Neither BNSF Railway nor Union Pacific had issued any statements on the potential work stoppage as of Wednesday evening.
In the meantime, Metra had announced that the BNSF and the Union Pacific lines would stop running that evening in the event of a strike. While the exact timing would have depend on the line, generally speaking, none of the trains that arrive at their final destination after 10 p.m. would have operated.
What service alternatives would have existed if the strike had happened?
In some cases, riders would have been able to fall back on nearby bus and ‘L’ routes. The CTA Green ‘L’ parallels the UP-West line from Harlem Avenue in Oak Park to Clinton Street in downtown Chicago. UP-Northwest riders could have caught the Blue Line at its Jefferson Park and Irving Park stations, located next to Metra stops, and UP-North riders in Evanston and Winnetka riders could have take the Purple Line instead.
Pace Route 213 largely parallels the UP-North line from the Howard Street CTA terminal to downtown Highland Park, and Route 472 would get riders as far north as Fort Sheridan. The CTA’s #68 Northwest Highway bus route largely parallels the UP-Northwest Line between Jefferson Park and Uptown Park Ridge. Pace Route 209 continues following the UP-N as far as Des Plaines, and Route 234 gets riders as far as Mount Prospect. Pace routes 309 and 313 parallel the UP-West line from Oak Park to Bellwood, and then they split off and go a bit further out, reaching as far as Elmhurst and Village Park, respectively.
The BNSF line doesn’t have any kind of alternative service paralleling its the tracks, but there are some less direct connections. The closest thing it has is Pace Route 302, which connects the BNSF’s La Grange Road station to the CTA Pink Line’s Cicero Avenue stop.
Some Metra stations closer to Chicago have convenient north-south connections to the ‘L’. For example, Pace Route 240 provides a quick trip between the UP-NW’s Dee Road station in Park Ridge and the Blue Line Cumberland stop, while Route 307 connects the Harlem station in Berwyn to Blue and Green ‘L’ lines.

..........

● Exercises
**1)** In the article on the possible Metra strike, which Pace route links the BNSF's La Grange Road station to the CTA Pink Line's Cicero Avenue stop?
**2)** Render this sentence from the article on the possible Metra strike in Spanish: "The CTA Green ‘L’ parallels the UP-West line from Harlem Avenue in Oak Park to Clinton Street in downtown Chicago."
**3)** Write the next part of the article on the possible Metra strike, picking up after its final sentence.
You can set the records aside; nothing here depends on them.

..........

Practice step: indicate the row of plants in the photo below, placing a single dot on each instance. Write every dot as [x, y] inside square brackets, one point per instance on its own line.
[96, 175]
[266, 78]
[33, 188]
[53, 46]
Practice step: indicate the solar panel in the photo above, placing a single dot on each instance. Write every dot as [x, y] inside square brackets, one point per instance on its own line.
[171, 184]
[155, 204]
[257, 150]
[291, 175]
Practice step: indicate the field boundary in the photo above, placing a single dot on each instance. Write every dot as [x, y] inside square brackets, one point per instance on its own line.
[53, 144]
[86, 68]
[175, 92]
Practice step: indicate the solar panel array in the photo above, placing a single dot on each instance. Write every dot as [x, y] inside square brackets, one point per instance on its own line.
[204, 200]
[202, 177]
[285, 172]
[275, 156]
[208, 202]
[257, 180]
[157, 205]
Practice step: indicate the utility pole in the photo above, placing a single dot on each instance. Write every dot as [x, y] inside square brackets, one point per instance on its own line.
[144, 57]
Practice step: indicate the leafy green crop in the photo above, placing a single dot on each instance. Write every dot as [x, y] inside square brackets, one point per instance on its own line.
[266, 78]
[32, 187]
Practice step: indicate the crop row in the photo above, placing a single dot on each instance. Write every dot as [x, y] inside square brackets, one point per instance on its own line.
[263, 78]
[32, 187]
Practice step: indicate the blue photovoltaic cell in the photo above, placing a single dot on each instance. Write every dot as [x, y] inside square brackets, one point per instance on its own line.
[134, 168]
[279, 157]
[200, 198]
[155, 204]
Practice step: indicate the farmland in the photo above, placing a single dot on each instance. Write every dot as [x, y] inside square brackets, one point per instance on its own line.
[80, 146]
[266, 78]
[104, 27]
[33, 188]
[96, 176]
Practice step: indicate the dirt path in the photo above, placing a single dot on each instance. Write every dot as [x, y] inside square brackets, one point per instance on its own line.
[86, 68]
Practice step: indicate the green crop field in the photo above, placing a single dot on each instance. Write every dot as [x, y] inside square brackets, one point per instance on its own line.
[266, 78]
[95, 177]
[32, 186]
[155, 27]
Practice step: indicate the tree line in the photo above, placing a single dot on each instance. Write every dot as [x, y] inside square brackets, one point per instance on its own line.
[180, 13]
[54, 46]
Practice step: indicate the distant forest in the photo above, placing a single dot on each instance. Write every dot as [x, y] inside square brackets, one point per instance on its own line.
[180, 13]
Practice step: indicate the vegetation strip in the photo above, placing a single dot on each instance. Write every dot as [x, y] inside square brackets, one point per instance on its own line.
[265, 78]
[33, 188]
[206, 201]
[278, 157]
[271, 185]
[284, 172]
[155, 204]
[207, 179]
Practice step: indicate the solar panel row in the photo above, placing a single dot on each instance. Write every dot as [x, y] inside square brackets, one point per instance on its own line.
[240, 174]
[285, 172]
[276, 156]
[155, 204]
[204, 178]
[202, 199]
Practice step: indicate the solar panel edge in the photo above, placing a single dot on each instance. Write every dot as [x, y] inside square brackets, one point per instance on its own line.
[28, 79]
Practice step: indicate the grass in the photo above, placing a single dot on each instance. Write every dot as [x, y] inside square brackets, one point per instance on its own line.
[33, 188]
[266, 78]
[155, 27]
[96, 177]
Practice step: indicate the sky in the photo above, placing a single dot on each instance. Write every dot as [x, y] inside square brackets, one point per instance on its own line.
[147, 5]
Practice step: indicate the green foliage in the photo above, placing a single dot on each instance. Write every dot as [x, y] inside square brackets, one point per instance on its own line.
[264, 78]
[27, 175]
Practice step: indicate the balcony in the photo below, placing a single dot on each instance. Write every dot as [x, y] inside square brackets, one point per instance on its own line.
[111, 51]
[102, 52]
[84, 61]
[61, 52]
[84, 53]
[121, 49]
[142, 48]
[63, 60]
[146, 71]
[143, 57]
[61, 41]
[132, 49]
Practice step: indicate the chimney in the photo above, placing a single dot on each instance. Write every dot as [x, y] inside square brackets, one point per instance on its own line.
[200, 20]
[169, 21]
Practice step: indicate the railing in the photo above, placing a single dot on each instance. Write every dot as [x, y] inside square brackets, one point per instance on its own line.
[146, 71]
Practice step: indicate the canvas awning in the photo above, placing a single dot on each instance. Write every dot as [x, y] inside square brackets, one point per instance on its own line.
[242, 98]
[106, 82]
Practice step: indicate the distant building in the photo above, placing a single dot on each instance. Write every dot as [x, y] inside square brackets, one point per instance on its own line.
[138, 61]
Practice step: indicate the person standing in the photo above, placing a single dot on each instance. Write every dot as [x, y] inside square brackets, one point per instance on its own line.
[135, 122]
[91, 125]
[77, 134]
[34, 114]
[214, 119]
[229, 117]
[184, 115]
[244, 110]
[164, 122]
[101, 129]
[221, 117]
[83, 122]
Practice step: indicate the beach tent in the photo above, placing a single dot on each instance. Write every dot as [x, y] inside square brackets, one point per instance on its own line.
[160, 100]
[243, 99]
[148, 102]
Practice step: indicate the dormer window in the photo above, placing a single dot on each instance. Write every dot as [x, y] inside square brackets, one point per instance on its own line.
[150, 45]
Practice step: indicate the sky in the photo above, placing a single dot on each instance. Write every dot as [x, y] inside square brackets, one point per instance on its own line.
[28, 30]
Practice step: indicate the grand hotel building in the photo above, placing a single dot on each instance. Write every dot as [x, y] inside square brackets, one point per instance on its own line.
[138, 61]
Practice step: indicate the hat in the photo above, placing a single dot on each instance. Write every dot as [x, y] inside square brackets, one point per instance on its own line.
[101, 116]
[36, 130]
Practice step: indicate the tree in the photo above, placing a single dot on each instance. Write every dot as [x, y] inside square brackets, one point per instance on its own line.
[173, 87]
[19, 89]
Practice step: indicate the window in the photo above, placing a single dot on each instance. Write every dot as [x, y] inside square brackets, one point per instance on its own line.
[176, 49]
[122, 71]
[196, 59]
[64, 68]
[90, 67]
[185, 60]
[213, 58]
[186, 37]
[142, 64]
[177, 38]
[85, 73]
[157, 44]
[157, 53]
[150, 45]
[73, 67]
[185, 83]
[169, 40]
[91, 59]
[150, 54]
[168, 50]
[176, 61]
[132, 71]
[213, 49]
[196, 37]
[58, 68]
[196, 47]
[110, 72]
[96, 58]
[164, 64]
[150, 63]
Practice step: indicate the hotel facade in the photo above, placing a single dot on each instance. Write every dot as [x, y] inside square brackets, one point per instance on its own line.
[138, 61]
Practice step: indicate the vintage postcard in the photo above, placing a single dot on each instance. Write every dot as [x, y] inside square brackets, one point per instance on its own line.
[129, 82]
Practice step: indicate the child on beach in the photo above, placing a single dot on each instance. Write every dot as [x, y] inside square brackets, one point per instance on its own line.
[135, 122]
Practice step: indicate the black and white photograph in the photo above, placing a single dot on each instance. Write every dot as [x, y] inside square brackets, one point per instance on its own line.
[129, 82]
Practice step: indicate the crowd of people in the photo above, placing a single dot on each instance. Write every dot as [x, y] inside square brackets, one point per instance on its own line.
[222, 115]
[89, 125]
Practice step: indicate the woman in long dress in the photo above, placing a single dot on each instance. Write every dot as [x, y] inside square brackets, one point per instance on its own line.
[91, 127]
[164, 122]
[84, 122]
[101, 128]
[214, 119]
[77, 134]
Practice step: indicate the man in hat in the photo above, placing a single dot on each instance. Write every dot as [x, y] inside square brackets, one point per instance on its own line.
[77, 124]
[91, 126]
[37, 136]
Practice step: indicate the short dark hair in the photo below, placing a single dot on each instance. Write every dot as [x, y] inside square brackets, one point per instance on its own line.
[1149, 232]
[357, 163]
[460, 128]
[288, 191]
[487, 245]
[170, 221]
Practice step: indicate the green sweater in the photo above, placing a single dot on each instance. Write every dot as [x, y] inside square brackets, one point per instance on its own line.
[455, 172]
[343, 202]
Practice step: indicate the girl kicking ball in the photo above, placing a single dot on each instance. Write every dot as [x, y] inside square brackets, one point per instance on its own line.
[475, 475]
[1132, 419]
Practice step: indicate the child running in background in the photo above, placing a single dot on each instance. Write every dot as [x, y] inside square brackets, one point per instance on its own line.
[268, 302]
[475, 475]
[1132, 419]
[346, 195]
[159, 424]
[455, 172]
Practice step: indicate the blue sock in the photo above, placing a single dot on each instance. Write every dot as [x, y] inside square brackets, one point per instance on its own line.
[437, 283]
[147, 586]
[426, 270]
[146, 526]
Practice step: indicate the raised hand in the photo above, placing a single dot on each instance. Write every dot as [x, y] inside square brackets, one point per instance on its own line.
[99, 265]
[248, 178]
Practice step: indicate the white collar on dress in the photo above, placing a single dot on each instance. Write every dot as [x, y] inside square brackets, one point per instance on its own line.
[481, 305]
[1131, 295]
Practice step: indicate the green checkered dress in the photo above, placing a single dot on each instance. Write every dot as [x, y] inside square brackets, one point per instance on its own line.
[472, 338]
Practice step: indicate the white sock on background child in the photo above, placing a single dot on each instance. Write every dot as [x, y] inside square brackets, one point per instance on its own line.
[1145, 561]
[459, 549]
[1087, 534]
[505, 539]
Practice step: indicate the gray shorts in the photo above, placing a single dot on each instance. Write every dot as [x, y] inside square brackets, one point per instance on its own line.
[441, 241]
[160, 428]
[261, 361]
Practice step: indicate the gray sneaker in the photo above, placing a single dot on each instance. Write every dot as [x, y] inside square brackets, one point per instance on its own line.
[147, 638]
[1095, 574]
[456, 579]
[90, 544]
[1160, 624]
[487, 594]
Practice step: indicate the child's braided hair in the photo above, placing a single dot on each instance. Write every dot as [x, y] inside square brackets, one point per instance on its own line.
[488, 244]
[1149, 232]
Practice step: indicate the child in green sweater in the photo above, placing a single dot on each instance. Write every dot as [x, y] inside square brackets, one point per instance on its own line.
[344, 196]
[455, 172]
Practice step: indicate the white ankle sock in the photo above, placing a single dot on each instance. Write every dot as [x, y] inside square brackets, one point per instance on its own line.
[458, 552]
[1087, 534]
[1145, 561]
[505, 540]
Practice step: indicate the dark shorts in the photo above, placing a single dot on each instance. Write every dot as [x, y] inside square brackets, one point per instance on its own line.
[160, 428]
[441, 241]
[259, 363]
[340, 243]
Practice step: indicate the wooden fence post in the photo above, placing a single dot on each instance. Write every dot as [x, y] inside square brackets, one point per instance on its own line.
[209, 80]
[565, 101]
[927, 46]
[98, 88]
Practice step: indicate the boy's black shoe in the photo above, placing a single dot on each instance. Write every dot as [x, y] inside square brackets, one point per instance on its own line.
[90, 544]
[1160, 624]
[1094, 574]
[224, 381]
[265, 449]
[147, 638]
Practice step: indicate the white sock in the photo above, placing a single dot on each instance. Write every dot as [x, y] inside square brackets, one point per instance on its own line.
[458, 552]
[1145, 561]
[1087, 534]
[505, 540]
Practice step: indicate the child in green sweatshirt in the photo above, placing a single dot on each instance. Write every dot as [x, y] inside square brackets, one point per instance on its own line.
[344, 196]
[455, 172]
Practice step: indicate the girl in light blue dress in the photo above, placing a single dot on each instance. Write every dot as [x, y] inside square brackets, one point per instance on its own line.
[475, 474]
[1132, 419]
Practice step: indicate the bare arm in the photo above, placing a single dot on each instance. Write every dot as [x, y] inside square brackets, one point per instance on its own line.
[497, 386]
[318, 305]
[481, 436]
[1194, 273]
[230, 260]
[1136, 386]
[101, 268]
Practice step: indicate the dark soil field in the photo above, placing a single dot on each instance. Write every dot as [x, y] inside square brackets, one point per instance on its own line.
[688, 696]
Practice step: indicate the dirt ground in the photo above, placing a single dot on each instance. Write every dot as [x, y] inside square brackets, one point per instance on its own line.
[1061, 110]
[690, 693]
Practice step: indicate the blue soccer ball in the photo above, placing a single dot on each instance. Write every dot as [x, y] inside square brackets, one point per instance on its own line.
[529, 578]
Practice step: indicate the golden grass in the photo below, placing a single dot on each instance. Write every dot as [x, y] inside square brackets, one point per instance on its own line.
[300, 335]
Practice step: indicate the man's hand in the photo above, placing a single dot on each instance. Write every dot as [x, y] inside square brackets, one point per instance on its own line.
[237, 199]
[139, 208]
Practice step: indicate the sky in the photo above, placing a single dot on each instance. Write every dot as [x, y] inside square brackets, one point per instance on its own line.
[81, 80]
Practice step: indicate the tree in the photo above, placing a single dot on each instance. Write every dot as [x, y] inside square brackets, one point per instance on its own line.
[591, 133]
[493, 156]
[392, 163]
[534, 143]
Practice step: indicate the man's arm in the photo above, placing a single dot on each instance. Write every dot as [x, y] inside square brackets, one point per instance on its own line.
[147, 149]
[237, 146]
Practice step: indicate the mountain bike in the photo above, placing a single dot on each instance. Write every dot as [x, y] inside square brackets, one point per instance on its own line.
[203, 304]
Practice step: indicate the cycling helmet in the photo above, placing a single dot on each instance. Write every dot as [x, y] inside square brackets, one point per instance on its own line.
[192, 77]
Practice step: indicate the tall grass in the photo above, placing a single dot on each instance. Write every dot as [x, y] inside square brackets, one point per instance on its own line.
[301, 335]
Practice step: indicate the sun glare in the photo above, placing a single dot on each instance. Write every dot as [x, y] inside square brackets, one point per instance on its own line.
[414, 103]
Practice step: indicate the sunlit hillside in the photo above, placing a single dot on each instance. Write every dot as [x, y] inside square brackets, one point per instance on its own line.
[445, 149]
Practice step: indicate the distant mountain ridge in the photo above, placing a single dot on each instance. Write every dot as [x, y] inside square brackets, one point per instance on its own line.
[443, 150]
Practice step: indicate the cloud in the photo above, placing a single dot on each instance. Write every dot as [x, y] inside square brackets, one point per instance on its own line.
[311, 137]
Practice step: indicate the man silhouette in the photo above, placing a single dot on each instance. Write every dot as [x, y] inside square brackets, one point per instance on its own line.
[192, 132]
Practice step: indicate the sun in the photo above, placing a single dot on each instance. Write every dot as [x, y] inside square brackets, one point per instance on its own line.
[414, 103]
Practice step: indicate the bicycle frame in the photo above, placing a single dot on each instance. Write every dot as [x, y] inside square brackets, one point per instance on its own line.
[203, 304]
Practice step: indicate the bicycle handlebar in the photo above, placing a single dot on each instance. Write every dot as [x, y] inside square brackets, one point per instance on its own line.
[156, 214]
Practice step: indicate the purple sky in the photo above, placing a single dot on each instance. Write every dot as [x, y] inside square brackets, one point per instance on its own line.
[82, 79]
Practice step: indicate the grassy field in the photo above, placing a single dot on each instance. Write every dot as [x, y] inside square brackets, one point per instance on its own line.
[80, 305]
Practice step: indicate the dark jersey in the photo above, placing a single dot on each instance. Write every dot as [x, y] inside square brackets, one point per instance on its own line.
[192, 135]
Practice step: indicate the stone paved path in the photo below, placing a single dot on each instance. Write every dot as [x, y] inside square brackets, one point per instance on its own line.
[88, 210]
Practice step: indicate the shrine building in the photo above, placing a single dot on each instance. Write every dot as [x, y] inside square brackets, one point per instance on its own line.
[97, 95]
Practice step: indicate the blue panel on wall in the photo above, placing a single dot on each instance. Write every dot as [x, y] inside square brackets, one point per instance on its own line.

..........

● Answers given
**1)** Pace Route 302.

**2)** La línea Verde del ‘L’ de la CTA corre paralela a la línea UP-West desde Harlem Avenue en Oak Park hasta Clinton Street en el centro de Chicago.

**3)**
Interestingly, there are some alternatives in the further-flung corners of the Metra system. Aurora commuters would have been able to get to the MD-West’s Elgin station by taking Route 802, then transferring to Route 801. Crystal Lake riders would have been able to take Route 806 to the MD-N’s Fox Lake station, or Route 550 to the aforementioned Elgin station. But given how much time that detour would add to the commute, and the fact that it would take riders quite a bit out of their way, I’m not sure how viable of an option that would be, at least during rush hours.
Daly Skogsbakken recommended that people looking for an alternative to Metra take advantage of Paces highway express buses, noting that UP-NW riders can take the I-90/James Addams Memorial Tollway express buses, which run between Elgin and the Rosemont Blue station, making stops at Barrington Road in Hoffman Estates and Schaumburg’s Northwest Transportation Center. She also recommended I-55/Stevenson Expressway services as alternative for riders using the BNSF and Heritage Corridor lines. All these routes have park-n-ride facilities at their station stops.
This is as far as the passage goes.